In the listing below, every line with the word "stethoscope" needs to be copied.

===== Data supplied =====

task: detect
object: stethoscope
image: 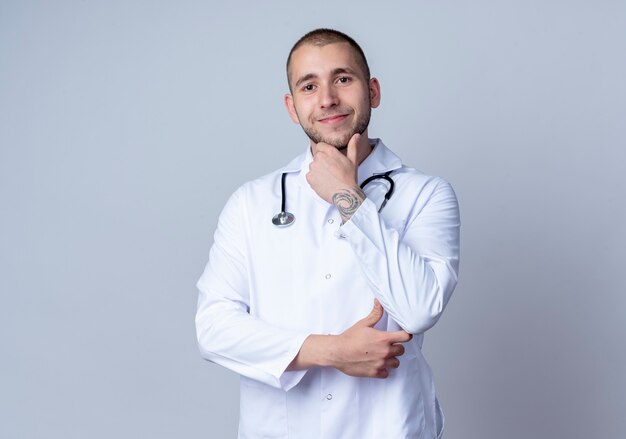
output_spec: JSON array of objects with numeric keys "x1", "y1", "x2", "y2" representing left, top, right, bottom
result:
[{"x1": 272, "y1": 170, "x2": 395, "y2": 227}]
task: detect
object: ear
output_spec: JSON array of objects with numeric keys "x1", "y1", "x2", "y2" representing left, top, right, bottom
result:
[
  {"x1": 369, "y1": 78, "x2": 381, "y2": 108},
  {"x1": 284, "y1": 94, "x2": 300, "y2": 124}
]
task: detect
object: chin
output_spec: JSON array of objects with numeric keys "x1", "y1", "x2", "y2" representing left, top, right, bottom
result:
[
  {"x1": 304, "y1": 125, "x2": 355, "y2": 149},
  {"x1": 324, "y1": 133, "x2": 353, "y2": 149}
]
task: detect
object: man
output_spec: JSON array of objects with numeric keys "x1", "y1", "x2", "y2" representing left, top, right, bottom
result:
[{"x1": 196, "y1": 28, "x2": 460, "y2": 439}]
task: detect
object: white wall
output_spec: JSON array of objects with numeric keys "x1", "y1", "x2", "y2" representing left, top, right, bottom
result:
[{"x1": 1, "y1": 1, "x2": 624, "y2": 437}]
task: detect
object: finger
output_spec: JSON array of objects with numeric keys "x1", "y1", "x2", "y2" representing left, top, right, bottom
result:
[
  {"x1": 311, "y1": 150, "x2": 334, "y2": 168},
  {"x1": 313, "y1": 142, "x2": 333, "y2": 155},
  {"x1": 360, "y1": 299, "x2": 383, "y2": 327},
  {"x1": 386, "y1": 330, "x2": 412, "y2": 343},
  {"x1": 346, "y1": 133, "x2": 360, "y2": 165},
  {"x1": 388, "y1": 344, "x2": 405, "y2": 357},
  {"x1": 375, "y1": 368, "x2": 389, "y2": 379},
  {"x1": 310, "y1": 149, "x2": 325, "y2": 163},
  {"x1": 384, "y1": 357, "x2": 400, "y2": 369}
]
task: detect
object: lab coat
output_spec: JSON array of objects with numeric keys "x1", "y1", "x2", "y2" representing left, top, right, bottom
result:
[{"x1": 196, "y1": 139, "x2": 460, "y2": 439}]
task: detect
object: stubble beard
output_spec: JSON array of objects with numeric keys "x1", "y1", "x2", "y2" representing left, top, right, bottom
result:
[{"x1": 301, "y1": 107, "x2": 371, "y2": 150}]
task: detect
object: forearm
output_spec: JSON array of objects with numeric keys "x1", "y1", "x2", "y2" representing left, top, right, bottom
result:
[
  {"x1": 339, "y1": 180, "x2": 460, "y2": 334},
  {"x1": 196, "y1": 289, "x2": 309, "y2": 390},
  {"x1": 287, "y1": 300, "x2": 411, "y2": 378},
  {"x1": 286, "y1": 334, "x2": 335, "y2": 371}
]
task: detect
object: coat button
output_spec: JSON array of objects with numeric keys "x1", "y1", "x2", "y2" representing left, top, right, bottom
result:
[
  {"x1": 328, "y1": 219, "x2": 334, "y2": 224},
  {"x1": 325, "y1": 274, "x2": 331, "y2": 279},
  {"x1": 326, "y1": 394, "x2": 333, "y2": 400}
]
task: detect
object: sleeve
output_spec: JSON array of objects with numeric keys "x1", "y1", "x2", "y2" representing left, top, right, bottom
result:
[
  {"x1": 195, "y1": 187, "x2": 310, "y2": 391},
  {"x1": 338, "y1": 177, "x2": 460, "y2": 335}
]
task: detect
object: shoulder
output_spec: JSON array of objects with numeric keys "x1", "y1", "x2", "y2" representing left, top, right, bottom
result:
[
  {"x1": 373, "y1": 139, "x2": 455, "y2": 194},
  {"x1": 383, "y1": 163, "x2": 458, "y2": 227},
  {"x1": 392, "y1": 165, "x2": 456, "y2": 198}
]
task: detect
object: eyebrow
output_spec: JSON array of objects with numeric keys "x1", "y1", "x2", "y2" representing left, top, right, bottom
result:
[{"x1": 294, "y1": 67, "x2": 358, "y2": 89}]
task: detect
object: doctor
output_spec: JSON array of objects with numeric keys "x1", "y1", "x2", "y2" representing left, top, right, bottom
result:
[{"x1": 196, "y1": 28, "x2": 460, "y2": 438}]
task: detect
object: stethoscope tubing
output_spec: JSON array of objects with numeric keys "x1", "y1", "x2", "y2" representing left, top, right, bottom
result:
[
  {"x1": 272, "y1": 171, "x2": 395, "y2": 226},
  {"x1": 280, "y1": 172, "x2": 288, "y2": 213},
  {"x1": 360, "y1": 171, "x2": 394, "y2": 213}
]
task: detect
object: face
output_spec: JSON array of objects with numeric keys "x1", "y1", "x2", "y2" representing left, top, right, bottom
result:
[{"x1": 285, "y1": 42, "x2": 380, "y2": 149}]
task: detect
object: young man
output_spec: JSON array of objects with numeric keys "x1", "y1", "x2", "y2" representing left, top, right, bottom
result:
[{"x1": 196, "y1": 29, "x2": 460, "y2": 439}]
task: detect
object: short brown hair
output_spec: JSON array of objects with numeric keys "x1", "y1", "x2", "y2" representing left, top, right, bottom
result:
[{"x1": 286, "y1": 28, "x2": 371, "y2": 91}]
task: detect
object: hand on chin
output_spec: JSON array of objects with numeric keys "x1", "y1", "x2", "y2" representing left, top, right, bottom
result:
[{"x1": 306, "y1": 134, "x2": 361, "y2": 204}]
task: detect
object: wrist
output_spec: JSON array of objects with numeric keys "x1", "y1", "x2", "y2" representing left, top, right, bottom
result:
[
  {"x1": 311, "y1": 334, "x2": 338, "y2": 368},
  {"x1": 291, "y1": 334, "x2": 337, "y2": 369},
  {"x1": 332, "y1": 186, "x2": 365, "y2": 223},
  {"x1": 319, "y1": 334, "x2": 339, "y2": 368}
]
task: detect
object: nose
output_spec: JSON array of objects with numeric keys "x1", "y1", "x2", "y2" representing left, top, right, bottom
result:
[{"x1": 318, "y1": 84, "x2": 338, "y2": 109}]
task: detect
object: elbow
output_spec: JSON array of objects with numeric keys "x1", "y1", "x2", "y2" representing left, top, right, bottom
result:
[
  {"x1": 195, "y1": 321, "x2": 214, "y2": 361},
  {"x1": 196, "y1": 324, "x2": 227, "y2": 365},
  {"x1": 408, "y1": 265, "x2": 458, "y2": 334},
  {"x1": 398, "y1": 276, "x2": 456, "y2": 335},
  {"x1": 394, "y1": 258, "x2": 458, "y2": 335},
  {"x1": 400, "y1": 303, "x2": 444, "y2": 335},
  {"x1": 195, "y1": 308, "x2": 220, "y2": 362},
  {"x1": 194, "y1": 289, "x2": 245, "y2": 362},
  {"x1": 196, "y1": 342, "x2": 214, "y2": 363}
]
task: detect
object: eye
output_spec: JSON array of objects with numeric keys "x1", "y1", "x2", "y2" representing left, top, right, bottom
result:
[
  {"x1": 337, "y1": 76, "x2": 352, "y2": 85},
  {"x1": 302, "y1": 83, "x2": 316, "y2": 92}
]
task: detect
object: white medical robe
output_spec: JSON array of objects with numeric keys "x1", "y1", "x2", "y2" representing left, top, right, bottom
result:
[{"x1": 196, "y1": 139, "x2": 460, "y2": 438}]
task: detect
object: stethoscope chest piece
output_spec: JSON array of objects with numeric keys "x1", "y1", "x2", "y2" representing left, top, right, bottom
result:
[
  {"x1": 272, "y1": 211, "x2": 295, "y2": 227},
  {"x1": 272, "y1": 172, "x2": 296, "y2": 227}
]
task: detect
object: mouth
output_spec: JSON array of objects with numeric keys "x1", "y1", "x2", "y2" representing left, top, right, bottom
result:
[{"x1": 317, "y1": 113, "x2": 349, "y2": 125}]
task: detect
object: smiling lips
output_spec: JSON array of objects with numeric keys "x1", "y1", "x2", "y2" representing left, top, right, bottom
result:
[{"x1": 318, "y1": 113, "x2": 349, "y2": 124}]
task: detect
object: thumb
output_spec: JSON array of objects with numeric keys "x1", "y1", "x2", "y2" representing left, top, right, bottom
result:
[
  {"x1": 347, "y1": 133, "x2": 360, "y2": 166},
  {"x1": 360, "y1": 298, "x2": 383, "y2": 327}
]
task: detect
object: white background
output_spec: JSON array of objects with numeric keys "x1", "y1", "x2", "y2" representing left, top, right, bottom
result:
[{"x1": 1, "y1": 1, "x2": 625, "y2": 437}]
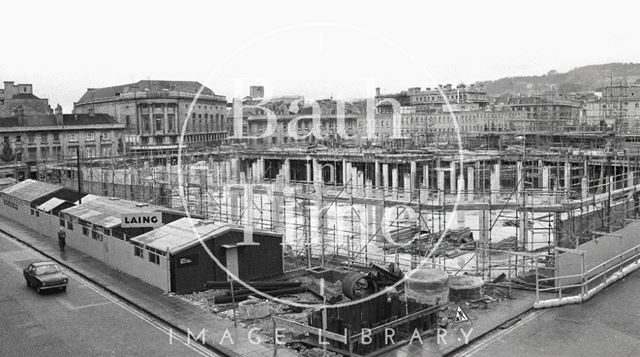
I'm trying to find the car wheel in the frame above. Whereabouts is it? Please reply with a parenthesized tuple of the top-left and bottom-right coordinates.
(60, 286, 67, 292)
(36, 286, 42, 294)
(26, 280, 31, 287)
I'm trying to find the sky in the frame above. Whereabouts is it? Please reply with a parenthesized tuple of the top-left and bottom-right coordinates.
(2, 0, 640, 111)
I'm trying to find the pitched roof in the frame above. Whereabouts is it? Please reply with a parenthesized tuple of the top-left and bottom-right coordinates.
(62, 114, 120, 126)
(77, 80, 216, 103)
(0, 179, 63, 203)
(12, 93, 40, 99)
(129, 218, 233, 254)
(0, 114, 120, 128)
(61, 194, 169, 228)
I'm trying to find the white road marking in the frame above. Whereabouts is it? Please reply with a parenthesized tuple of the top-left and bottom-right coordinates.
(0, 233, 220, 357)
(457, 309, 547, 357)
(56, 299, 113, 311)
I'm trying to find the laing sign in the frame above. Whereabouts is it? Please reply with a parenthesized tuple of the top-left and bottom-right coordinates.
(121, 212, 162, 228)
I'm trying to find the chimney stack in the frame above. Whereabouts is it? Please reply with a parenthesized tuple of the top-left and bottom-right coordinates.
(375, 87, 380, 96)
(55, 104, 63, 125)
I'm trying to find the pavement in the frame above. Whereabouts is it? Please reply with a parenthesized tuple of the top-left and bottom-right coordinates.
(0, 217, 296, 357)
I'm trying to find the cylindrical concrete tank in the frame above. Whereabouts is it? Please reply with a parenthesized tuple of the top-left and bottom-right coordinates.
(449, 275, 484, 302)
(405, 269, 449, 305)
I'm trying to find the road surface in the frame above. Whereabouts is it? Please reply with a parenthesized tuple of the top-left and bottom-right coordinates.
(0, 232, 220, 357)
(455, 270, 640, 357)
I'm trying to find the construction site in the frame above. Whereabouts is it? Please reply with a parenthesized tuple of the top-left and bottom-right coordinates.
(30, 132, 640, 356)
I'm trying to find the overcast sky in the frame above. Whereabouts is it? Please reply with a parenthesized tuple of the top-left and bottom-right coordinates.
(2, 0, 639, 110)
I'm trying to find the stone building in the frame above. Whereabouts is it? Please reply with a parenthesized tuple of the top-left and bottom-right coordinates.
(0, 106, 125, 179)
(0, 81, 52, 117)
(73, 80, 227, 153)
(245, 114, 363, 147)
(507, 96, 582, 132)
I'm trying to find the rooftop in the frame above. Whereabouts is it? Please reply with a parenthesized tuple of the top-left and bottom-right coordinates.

=====

### [Exercise answer]
object: stethoscope
object: stethoscope tubing
object: stethoscope chest piece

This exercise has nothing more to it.